**Exercise instructions**.
Rewrite the part of the material that opens with the line containing "lion's eye, a" and closes with the line containing "[[200, 90]]", both lines included, keeping the request text unchanged. Add 33 to every x and y coordinate in the answers.

++++++

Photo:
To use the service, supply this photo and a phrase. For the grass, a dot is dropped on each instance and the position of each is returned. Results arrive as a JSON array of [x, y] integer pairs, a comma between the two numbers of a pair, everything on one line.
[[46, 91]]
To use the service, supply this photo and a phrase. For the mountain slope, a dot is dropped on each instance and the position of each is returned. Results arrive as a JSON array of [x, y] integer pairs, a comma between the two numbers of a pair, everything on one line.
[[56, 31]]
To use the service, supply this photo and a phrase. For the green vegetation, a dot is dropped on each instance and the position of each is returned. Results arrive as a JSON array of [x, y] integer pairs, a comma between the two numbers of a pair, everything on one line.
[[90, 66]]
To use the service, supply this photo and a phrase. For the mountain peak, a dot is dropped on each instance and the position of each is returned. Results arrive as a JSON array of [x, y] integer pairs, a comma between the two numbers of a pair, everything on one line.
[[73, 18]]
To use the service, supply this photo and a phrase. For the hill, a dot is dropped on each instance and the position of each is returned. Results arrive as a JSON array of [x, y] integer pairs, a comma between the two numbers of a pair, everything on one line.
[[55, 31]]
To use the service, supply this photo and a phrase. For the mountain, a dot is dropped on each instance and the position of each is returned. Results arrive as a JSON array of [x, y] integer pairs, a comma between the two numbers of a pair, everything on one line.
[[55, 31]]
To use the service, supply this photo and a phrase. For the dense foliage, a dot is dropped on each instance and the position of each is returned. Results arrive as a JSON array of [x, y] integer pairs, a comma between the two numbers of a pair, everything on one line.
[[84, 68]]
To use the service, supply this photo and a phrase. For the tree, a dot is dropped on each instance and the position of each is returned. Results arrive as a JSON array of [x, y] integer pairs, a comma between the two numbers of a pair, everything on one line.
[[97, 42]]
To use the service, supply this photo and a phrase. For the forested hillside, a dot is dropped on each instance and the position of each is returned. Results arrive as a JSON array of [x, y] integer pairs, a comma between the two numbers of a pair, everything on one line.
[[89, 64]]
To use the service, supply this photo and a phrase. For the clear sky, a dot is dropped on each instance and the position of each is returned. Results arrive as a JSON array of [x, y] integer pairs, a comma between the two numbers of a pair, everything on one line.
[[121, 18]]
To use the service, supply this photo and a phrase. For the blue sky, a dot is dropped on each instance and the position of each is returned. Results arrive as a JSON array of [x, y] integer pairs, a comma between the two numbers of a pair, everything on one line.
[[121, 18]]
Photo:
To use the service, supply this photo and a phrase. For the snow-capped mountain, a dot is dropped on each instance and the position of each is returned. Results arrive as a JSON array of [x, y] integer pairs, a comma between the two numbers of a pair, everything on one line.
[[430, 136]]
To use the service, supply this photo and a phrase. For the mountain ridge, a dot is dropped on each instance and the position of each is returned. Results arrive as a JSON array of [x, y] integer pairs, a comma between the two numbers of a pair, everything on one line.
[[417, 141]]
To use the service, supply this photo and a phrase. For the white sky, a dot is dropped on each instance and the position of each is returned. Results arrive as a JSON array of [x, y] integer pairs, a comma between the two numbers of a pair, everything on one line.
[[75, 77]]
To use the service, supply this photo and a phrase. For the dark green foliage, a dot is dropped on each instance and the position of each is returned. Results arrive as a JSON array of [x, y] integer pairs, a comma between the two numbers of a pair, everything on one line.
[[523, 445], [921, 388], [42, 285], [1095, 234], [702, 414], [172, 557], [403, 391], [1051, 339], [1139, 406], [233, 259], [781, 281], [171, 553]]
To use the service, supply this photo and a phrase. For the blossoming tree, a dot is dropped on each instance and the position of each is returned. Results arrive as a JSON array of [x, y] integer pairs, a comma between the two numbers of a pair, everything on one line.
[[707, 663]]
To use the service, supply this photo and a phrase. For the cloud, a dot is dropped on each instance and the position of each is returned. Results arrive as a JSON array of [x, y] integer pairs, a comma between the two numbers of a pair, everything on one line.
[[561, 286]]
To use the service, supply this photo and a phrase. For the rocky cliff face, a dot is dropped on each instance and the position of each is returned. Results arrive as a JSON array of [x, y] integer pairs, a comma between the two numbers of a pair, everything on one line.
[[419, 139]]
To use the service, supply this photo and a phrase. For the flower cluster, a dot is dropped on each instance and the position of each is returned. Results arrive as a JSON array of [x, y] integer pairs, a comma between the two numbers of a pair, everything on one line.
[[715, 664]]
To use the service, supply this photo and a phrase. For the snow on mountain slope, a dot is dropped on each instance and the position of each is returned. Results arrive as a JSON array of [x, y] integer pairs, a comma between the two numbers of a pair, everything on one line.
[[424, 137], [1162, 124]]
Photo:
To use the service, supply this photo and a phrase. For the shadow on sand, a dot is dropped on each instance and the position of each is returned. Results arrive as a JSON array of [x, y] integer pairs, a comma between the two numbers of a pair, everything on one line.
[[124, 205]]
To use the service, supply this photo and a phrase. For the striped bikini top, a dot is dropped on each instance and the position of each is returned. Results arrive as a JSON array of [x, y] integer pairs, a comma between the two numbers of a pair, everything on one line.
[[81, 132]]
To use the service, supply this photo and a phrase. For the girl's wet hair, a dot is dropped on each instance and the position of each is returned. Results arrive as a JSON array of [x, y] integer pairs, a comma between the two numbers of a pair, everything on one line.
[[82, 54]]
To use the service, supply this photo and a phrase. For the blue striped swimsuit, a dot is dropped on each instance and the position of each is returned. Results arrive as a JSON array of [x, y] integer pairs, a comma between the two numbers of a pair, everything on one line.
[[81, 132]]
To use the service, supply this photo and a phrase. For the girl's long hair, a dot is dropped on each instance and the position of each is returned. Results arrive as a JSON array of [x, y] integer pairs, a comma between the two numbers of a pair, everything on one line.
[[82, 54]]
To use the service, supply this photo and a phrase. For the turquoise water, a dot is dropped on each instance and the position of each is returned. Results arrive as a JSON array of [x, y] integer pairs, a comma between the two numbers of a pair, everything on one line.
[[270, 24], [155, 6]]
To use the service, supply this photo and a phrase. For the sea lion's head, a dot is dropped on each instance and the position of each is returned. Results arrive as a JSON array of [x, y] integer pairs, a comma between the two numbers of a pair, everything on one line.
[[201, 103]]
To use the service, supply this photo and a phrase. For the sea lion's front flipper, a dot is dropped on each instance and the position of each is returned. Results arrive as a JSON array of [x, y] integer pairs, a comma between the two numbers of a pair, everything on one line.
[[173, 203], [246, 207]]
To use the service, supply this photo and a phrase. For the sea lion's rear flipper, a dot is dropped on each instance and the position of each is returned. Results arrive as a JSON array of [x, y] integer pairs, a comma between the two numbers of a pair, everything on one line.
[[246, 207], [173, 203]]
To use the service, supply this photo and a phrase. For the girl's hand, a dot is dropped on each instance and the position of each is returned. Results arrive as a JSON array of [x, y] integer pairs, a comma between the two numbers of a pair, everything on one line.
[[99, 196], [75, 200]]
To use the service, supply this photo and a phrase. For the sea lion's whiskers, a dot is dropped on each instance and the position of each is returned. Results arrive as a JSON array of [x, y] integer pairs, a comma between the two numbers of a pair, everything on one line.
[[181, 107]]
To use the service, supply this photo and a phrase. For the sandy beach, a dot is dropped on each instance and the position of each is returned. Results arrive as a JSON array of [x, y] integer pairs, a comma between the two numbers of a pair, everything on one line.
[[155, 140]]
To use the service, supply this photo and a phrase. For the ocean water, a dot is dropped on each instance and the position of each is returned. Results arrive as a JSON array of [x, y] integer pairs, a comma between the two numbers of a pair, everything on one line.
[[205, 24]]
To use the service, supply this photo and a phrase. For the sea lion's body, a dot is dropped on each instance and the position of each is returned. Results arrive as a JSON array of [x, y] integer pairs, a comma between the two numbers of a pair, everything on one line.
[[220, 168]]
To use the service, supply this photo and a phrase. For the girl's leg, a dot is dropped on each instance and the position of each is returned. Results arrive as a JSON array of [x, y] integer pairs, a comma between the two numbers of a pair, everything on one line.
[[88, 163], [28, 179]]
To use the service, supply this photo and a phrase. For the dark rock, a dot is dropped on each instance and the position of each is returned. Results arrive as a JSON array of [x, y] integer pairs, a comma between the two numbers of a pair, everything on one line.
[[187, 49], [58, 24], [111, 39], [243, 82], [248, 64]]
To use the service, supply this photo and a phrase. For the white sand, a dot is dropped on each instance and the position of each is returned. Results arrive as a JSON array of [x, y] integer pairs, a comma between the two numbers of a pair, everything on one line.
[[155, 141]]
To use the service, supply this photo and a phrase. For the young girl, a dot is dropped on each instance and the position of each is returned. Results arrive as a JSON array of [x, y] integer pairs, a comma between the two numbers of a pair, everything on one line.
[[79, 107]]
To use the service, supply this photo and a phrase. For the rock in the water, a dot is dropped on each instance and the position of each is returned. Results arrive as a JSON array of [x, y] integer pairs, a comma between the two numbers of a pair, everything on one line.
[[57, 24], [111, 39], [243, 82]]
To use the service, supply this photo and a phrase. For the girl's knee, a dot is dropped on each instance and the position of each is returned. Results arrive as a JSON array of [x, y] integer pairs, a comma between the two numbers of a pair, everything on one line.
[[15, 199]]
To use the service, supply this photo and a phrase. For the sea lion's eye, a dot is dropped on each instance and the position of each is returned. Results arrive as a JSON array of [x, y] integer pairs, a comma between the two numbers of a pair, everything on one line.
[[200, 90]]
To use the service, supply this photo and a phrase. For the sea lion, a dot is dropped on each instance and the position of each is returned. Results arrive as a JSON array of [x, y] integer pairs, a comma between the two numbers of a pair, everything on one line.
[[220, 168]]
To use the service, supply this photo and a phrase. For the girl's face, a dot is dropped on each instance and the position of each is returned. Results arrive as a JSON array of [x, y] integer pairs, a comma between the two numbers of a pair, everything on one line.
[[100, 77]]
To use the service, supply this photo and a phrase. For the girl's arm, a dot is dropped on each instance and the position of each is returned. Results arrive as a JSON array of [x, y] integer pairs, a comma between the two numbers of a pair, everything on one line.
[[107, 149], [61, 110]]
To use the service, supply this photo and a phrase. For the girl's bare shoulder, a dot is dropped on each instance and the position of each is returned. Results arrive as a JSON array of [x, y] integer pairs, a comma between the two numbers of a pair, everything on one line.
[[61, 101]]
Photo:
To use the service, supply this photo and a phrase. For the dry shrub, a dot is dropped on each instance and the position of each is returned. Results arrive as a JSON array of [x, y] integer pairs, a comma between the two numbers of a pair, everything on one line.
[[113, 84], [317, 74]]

++++++

**In response**.
To use the service, supply this photo and a phrase. For the sea lion's eye, a dot is dropped on each instance and the position of each is returned. Results arrive as a JSON array of [x, y] integer pairs, a comma between the two numbers of a pair, everything on one line.
[[233, 123]]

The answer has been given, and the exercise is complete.